About this exercise
Please copy the entries below word for word.
+++ The data +++
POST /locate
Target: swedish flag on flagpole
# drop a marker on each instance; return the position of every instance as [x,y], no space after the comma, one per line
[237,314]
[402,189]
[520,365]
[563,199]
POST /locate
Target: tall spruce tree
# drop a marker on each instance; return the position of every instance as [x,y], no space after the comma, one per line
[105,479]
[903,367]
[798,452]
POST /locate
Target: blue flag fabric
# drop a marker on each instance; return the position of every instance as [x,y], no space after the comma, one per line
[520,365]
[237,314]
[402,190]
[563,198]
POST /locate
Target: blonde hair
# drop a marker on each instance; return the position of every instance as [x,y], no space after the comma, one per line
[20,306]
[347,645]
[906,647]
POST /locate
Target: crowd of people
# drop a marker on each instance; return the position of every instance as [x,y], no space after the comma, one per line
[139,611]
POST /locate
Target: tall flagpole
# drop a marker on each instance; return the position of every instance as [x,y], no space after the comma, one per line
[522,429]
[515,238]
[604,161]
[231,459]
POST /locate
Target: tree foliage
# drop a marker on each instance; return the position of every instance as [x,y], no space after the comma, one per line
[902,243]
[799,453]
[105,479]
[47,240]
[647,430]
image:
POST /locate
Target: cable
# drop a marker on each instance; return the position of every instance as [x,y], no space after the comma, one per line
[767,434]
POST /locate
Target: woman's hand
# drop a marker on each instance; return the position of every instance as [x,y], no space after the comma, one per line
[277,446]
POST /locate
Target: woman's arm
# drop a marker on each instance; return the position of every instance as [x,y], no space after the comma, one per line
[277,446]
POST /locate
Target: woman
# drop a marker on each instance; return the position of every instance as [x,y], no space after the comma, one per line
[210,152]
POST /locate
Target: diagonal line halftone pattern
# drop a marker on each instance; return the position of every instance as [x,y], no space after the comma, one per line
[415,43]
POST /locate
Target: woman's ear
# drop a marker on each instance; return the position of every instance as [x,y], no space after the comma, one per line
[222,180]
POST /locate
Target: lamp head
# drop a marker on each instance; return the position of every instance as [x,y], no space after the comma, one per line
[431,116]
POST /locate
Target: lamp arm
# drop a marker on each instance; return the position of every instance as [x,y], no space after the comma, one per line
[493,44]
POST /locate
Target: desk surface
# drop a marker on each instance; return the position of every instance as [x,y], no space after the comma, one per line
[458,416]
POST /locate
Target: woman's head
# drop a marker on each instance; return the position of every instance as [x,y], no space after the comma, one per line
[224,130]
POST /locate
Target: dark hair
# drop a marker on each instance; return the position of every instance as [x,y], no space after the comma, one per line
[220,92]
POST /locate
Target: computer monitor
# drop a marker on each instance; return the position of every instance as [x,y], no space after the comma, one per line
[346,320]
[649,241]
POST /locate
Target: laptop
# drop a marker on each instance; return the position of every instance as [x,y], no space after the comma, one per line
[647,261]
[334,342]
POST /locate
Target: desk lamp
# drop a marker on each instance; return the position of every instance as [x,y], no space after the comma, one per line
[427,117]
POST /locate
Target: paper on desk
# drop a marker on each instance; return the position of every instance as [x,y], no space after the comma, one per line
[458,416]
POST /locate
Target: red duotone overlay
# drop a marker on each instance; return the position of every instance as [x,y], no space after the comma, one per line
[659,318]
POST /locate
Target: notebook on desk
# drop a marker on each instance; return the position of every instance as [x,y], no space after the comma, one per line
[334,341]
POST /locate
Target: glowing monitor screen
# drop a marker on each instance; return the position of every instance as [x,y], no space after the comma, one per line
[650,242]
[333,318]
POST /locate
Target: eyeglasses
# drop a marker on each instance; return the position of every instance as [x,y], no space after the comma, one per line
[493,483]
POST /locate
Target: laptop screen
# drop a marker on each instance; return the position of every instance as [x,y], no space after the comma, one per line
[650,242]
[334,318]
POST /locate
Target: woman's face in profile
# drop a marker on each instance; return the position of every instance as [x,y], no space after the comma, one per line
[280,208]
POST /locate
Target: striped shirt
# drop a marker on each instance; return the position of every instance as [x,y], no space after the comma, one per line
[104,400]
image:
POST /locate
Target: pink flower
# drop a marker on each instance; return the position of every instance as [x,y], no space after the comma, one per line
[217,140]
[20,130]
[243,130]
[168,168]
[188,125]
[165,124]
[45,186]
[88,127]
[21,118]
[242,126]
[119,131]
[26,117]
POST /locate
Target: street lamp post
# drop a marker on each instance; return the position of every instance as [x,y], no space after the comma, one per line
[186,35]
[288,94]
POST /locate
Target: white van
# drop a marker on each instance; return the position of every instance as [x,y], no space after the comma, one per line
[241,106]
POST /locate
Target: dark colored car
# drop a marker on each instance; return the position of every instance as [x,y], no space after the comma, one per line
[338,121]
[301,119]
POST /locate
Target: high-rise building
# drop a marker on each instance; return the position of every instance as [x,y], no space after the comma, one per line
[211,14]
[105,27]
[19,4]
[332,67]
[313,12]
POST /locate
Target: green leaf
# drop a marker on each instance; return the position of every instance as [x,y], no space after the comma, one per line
+++
Solution for this task
POST /locate
Target: swedish flag on flagpole
# drop a marker on each instance; return the position of every instance as [x,y], no space after the comma, one per line
[237,314]
[402,189]
[520,365]
[563,199]
POST /locate
Target: tall spruce tree
# drop a marker on each instance; return the position of every instance as [x,y], no space after the comma, one per line
[105,479]
[903,367]
[798,452]
POST /locate
Target: blue flag fabric
# drop a marker on each instance; return the position of every instance as [x,y], no space after the comma, one per line
[520,365]
[237,314]
[402,190]
[563,198]
POST /locate
Target: blonde hair
# drop a marker on each instance; return the position of every instance as [x,y], no space after the comma, one per line
[20,306]
[347,645]
[906,647]
POST /locate
Target: crowd of people
# drop a marker on each instance; return the position of every instance as [x,y], no space after the comma, one per line
[139,611]
POST /locate
Target: tall flagpole
# drop a marker on each instance; return the position of every instance as [x,y], no space after the comma, one per line
[522,429]
[515,238]
[604,161]
[231,459]
POST /locate
Target: tree foliage
# drop a marker on each instance; return the position of every instance as [x,y], no space after the comma, one per line
[902,243]
[799,453]
[105,479]
[47,240]
[647,430]
image:
POST /locate
Target: cable
# drop a marker on each instance; return the position of every instance as [x,y], no space after the comma, one per line
[767,434]
POST /locate
Target: woman's hand
# drop a marker on each instance; return the position of every instance as [x,y], no space after the comma, one per line
[277,446]
POST /locate
Target: woman's arm
# drop a marker on each instance; return the position of every instance as [x,y], no space after the comma, one per line
[277,446]
POST /locate
Target: woman
# drop a marker on each instance; return the position of every instance as [x,y], no space after the comma, one per line
[210,152]
POST /locate
Target: diagonal line halftone pattern
# drop a marker on each instance; return the position of every instance as [x,y], no space after the comma, one per line
[415,43]
POST /locate
Target: woman's ear
# drop a marker on each instance; return the position of every instance as [x,y], no space after the comma, one per line
[222,180]
POST /locate
Target: lamp head
# drop a marker on each instance; return the position of every instance as [x,y], no space after the comma, one per line
[431,116]
POST /locate
Target: lamp arm
# drop a marker on each instance; return the position of every instance as [x,y], no space after the comma, one per line
[493,44]
POST /locate
Target: desk surface
# drop a marker on each instance; return the position of every instance as [x,y], no space after the comma, one per line
[458,416]
POST /locate
Target: woman's head
# drop a marker on each instance; return the position of every instance as [x,y], no space after the comma, one per line
[224,130]
POST /locate
Target: dark hair
# drop a marker on each instance; return the position of every instance as [x,y], no space after the comma, one per line
[220,92]
POST /locate
Target: computer monitor
# drop a marker on each instance; return the position of every instance as [x,y], no space after the comma, one per line
[346,320]
[649,241]
POST /locate
Target: laptop
# drop a marker on each instance; return the position of every instance as [x,y], no space after the comma, one per line
[647,261]
[334,342]
POST /locate
Target: desk lamp
# drop a marker on each instance; return the position of every instance as [x,y], no space after the comma, one per line
[427,117]
POST /locate
Target: paper on desk
# drop a marker on each instance; return the position of every instance as [x,y], no space after the comma, one per line
[458,416]
POST /locate
Target: red duotone overlay
# drop a marker on each instance; return the position of every instance as [x,y], no space after the comma, one per line
[659,318]
POST /locate
Target: notebook on desk
# drop a marker on each instance; return the position of every instance as [x,y], no space after the comma, one per line
[334,341]
POST /locate
Target: glowing monitor screen
# drop a marker on each instance; return the position of every instance as [x,y], no space after the comma, one per line
[650,242]
[333,318]
POST /locate
Target: eyeglasses
# drop a marker on each instance; return the position of every instance as [x,y], no space after the comma, one per line
[493,483]
POST /locate
Target: laptop screen
# drop a marker on each instance; return the position of every instance as [x,y], no space after the comma, one per line
[650,242]
[334,318]
POST /locate
Target: woman's face in profile
# drop a marker on each instance; return the position of every instance as [x,y], no space after the comma, one per line
[280,208]
POST /locate
Target: striped shirt
# drop a marker on each instance; return the position of every instance as [x,y], no space after the comma, one per line
[104,400]
image:
POST /locate
Target: pink flower
# drop a marker on each instance; return the position of every instance as [x,y], no space after the comma, one per line
[217,140]
[20,130]
[243,130]
[168,168]
[188,125]
[165,124]
[45,186]
[88,127]
[21,118]
[242,126]
[119,131]
[26,117]
POST /locate
Target: street lamp post
# drop a marker on each instance; return the position of every instance as [x,y], no space after the comma, one per line
[186,35]
[288,94]
POST /locate
Target: white van
# drop a marker on each instance; return the position of every instance as [x,y], no space after the comma, one per line
[241,106]
POST /locate
Target: dark colored car
# drop a marker on each instance; return the position of every instance as [x,y], no space after the comma, one per line
[338,121]
[301,119]
POST /locate
Target: high-rise building
# drop a marker on each instance; return the position of every instance as [x,y], no space after the comma, one per line
[211,14]
[105,27]
[19,4]
[332,67]
[313,12]
POST /locate
Target: green leaf
# drop a marker on each instance; return the position of every instance as [x,y], no space after the comma, one per line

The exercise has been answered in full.